_Listed entries_
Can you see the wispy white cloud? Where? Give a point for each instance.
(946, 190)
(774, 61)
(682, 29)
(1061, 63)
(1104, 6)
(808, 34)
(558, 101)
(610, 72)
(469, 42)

_Exercise prompt_
Reformat the lines above as a numbered list, one entry per line and no entries for blank lines.

_Response to this exercise_
1. Can you see the wispy white cloud? Where? Give a point for each instance.
2. (946, 190)
3. (774, 61)
4. (682, 29)
5. (1061, 63)
6. (1104, 6)
7. (808, 34)
8. (558, 101)
9. (610, 72)
10. (469, 42)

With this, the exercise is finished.